## Travail demandé
A – Selon le passage cité, dans quelle ville l'artiste est-elle installée avec sa compagnie Sud Costa Occidentale ?
B – Récrivez le passage cité en commençant par « Invitée pour la » et en poursuivant jusqu'à « violence et amour. », en substituant « couple » à « ménage ».
C – Résumez le passage cité en deux phrases.

## Passage cité
+---+
Invitée pour la troisième fois au Festival d’Avignon, l’artiste sicilienne y présente deux fables où la vie et la mort forment un étrange et passionnant ménage. Dans Misericordia et Pupo di zucchero – La festa dei morti, elle met en scène deux rituels mêlant deuil et fête, violence et amour.
De la pénombre de la scène, les interprètes de Misericordia et Pupo di zucchero – La festa dei morti se détachent comme des halos. Les trois femmes qui dans la première pièce tricotent telles des pantins mécaniques remontés à bloc, avec au milieu un enfant qui se balance au rythme de leurs aiguilles, sont de la même trempe que le personnage central du second spectacle. Un vieil homme solitaire penché au début de la pièce devant une boule de pâte qui, déplore-t-il, ne lève pas. Dans ces deux créations d’Emma Dante présentées au Lycée Mistral à Avignon, hommes et femmes sont faits d’une chair qui échappe en partie aux lois naturelles pour obéir à d’autres que permet la boîte noire du plateau et une discipline physique d’autant plus sidérante qu’elle est présentée comme allant de soi. Avant d’être sicilien, le langage de l’artiste installée avec sa compagnie Sud Costa Occidentale dans sa ville natale de Palerme est un langage du corps. C’est un vocabulaire de sauts, de tremblements et de convulsions qui, mis bout à bout, forment une sorte de danse. Une chorégraphie où la fête naît de son contraire.
+---+
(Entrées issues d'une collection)
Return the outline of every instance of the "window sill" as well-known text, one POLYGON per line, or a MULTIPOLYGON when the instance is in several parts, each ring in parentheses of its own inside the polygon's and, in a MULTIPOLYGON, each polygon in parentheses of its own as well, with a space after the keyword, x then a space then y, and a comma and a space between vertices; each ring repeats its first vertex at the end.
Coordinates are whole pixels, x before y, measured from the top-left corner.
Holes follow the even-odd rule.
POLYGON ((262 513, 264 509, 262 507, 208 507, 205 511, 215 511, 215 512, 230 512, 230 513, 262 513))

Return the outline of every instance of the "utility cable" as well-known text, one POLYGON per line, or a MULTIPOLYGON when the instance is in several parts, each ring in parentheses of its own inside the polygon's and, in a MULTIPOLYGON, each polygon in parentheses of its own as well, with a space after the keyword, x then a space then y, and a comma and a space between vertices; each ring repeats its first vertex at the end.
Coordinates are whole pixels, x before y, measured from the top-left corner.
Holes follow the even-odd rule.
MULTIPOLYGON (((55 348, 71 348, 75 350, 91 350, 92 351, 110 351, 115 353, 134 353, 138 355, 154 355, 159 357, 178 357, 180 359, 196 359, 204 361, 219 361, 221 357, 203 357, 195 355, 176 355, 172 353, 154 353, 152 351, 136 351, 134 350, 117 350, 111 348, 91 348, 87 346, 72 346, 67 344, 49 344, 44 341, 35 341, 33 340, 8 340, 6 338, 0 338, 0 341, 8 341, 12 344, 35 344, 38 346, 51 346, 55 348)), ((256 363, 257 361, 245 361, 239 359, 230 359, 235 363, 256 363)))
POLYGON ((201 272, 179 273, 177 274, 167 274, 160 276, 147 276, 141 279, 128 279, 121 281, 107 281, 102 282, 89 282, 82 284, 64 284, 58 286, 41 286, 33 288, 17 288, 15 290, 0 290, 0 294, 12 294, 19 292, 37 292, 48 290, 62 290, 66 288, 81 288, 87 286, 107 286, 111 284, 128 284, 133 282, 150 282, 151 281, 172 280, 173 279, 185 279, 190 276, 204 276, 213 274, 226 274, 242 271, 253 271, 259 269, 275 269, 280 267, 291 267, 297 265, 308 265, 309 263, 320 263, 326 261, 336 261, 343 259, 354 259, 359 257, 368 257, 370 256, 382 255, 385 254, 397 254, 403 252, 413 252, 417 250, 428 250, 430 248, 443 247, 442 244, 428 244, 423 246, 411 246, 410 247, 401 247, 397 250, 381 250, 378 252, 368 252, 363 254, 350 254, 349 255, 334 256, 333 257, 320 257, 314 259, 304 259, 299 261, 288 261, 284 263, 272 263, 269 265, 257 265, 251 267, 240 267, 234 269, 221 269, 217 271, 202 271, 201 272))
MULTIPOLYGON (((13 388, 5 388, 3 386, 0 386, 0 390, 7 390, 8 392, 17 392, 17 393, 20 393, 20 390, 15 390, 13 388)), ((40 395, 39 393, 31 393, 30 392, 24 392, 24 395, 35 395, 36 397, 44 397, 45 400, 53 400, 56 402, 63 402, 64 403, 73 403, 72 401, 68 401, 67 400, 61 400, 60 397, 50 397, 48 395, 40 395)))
+---+
## Réponses attendues
A – À Palerme, sa ville natale.

B –
Invitée pour la troisième fois au Festival d’Avignon, l’artiste sicilienne y présente deux fables où la vie et la mort forment un étrange et passionnant couple. Dans Misericordia et Pupo di zucchero – La festa dei morti, elle met en scène deux rituels mêlant deuil et fête, violence et amour.

C – Invitée pour la troisième fois au Festival d'Avignon, l'artiste sicilienne Emma Dante y présente Misericordia et Pupo di zucchero – La festa dei morti, deux fables qui mettent en scène des rituels mêlant deuil et fête, violence et amour. Son langage est avant tout un langage du corps, fait de sauts, de tremblements et de convulsions qui forment une sorte de danse où la fête naît de son contraire.